▶ [Document excerpt]
+---+
Almost all those who served in World War I are gone now. 16 million people died during the Great War. Countless thousands served. One of those was my grandfather ~ who flew planes over France in dogfights without benefit of parachute or radar. He was a proud member of the Quiet Birdmen, a fraternity of WWI pilots (including Eddie Rickenbacker) who were anything but quiet when they got together for reunions in New York in the 1920s.
My grandfather grew up in a life of privilege. His father had met my great-grandmother while the two were riding horses in Central Park. They had a "pink wedding" that was a feature story in The New York Times. My grandfather, their third son, could have waltzed his way through Columbia University, where he was an All-American on the football team, and gone on to an easy life doing whatever it was he wanted to do. But that wasn’t him.
In 1917, my grandfather wired his father for money, allegedly for surgery he needed for repairs to a deviated septum. The deviated septum part was true. The surgery part, though, was false. He used the money for a farewell party for all his friends, because he had enlisted and was on his way to France to fight in World War I.
+---+
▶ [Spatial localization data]
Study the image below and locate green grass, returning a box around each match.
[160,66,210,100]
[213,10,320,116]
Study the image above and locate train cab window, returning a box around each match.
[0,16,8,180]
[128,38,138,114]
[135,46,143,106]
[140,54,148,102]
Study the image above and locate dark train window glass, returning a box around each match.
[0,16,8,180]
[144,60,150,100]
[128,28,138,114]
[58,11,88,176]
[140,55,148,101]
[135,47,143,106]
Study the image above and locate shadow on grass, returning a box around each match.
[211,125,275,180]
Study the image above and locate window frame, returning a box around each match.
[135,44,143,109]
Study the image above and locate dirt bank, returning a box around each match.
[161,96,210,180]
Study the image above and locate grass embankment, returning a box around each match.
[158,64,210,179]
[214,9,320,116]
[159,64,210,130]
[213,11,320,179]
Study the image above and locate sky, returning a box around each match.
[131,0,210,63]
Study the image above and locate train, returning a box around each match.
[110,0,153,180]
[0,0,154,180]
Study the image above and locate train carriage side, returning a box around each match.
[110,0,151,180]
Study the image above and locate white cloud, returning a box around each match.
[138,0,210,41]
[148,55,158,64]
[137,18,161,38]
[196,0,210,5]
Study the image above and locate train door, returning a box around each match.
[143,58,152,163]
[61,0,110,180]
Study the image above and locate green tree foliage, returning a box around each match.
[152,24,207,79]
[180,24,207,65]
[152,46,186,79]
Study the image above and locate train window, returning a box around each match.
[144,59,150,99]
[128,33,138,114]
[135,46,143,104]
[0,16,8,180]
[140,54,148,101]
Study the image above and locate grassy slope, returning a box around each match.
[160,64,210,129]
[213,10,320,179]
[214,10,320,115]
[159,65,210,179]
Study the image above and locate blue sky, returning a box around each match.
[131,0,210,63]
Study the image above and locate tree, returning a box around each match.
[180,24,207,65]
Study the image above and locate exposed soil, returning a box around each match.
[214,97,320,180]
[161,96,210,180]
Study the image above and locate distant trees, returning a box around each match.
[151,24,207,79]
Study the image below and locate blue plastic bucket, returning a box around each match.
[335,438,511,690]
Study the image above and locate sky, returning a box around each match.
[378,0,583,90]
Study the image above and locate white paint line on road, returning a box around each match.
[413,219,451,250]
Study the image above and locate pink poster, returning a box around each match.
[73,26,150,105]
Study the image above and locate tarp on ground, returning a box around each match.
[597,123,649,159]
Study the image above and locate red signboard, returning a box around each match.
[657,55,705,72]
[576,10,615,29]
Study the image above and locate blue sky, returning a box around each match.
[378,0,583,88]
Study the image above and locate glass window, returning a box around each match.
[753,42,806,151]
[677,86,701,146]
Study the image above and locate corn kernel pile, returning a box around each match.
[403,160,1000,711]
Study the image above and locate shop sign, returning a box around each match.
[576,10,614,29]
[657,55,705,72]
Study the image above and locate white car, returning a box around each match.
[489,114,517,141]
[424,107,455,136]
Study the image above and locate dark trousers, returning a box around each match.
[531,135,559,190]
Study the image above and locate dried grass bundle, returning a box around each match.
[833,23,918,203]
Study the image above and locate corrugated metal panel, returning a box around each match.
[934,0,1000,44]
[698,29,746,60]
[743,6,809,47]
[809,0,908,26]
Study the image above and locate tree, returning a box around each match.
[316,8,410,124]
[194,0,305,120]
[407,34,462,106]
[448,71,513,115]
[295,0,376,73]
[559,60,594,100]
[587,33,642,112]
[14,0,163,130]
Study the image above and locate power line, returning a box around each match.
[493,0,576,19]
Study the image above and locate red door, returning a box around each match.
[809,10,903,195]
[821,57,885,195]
+---+
▶ [Using the information]
(a) How would you translate this sentence from the World War I memoir into Spanish: "His father had met my great-grandmother while the two were riding horses in Central Park."
(b) Answer these questions about the World War I memoir:
(i) How many people died during the Great War?
(ii) Which newspaper ran a feature story on the "pink wedding"?
(iii) What did the grandfather actually spend his father's money on?
(c) Could you carry the World War I memoir forward from the end of its last paragraph?

▶ [Replies]
(a) Su padre había conocido a mi bisabuela mientras los dos montaban a caballo en Central Park.

(b)
(i) 16 million
(ii) The New York Times
(iii) A farewell party for all his friends

(c)
Flight in an integral part of my family’s story; the men in my family have always loved to fly:
Flight during World War I, though, was hardly the stuff of Top Gun. Pilots, like my grandfather, who flew over France then, did so in crude machines:
Somehow, he survived.
After the War, my grandfather retained his love of flight. In 1927, he flew his Jenny from New York to Washington, D.C. in a race with a carrier pigeon to prove that planes worked. He won.
He went on to a career in the book business that lasted five decades.
In the 1970s, as my grandfather aged, a horrific disease (much like Lou Gehrig’s) disabled him. This All-American, this WWI pilot, crawled on his hands and knees down an obscure entranceway to Soldier Field in Philadelphia for the Army-Navy game, because he could not bear the thought of being seen in a wheelchair. He did enjoy the game.
Toward the end of his life, my grandfather was bedridden. I wrote to him every week, and he dictated responses to the nurses my family was fortunate enough to be able to employ. His letters were filled with good cheer: a constant theme was the hideous stuffed frog mariachi band that one of my aunts had purchased in Mexico and had sent and that he detested; he had instructed his nurses to throw the orchestra out for several weeks, but it kept ending up back on a shelf of the bookcase across from his bed where he had to look at it. He wrote: "I know far more about stuffed frog mariachi bands than I ever wished to."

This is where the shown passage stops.